_TASK ITEM_: Below are records; output exactly the lines from the one with "Q: Point out each instance of the sandy" through their final line.

_Natural language region descriptions_:
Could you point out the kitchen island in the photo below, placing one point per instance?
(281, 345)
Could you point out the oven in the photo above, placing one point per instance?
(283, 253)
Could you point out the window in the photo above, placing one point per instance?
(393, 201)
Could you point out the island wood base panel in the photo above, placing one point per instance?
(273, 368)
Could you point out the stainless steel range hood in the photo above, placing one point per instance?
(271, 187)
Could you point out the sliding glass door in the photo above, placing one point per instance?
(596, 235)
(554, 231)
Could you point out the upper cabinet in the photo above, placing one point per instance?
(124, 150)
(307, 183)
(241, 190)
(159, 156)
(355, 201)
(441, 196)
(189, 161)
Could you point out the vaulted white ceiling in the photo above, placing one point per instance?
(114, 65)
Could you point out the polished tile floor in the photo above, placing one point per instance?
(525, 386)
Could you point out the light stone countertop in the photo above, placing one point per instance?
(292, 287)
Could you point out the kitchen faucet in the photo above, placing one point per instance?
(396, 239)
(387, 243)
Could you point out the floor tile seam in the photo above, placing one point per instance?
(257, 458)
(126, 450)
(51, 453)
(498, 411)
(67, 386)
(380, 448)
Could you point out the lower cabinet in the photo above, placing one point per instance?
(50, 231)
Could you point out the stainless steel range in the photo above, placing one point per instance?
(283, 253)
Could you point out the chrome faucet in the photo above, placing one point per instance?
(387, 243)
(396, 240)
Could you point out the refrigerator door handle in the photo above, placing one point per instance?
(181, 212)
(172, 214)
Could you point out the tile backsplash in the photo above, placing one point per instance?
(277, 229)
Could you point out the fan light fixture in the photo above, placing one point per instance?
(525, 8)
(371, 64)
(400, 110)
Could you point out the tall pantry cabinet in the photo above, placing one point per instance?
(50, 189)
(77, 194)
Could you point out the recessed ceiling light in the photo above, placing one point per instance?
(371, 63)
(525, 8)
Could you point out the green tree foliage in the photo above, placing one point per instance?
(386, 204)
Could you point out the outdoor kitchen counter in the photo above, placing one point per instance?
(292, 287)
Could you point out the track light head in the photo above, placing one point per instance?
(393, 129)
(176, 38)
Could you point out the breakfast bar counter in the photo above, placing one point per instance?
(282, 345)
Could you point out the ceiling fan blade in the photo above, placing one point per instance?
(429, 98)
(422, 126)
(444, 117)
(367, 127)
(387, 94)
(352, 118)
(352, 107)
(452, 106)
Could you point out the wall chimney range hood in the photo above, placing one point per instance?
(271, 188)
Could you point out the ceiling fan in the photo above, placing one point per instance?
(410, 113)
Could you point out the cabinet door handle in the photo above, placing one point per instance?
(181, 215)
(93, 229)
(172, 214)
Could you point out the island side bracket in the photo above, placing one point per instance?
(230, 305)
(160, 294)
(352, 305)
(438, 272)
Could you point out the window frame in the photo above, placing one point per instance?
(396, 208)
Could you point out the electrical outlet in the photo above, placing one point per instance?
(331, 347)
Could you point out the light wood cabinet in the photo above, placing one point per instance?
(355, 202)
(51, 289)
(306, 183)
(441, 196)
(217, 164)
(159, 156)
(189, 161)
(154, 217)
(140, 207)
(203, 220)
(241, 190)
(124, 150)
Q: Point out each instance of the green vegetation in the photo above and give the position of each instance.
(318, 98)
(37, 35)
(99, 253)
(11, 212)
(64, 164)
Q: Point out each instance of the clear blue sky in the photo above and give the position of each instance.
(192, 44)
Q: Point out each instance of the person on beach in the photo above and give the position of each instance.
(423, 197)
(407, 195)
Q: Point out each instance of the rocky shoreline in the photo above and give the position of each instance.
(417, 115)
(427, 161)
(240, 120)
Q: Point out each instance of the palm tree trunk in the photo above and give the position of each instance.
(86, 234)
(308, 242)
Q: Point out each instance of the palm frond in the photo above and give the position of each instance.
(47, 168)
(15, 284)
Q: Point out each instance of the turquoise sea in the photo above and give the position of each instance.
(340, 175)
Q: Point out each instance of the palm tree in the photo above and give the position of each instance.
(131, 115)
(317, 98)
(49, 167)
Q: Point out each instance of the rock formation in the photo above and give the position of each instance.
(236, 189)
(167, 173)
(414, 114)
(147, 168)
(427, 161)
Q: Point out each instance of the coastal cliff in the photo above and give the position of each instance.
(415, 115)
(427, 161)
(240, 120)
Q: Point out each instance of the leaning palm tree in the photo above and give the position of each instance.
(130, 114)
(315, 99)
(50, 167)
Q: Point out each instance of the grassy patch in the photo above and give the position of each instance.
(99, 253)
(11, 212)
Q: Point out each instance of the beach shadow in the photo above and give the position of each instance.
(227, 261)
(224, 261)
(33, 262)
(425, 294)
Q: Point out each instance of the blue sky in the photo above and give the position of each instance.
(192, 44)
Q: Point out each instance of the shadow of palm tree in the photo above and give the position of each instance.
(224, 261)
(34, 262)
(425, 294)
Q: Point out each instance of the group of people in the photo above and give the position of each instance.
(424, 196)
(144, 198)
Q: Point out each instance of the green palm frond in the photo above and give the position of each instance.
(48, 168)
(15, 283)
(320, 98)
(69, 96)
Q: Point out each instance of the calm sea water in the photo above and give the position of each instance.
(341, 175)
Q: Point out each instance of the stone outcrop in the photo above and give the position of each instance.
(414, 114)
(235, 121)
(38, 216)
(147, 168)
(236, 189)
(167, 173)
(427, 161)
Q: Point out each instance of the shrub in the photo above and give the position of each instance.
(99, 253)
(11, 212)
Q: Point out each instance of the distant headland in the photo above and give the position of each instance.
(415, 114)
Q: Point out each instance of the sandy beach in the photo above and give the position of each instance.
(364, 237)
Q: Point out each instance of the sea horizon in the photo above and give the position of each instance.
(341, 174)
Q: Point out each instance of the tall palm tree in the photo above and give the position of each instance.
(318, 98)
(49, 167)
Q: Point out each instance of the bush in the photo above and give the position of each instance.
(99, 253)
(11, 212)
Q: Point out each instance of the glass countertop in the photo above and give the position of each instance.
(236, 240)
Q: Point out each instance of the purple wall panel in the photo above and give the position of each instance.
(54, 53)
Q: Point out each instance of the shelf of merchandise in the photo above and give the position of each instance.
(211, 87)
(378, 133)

_WRITTEN ANSWER_:
Q: Point out each instance of the sandy beach in the photo above and give the position of each instance.
(364, 237)
Q: Point out each instance of the sea horizon in the photo above and give the position of each instance.
(341, 174)
Q: Point out each instance of the tall palm tree in the photo above and give the position of each instance.
(318, 98)
(49, 167)
Q: Point out each instance of the bush in the photo above and give the position of each instance.
(99, 253)
(11, 212)
Q: Point out each instance of the glass countertop in the photo above and give the position of each instance.
(236, 240)
Q: Point out each instance of the purple wall panel in the photo above and give the position of each instance.
(54, 53)
Q: Point out each instance of the shelf of merchandise in the photo above and give the position of each instance.
(211, 87)
(378, 133)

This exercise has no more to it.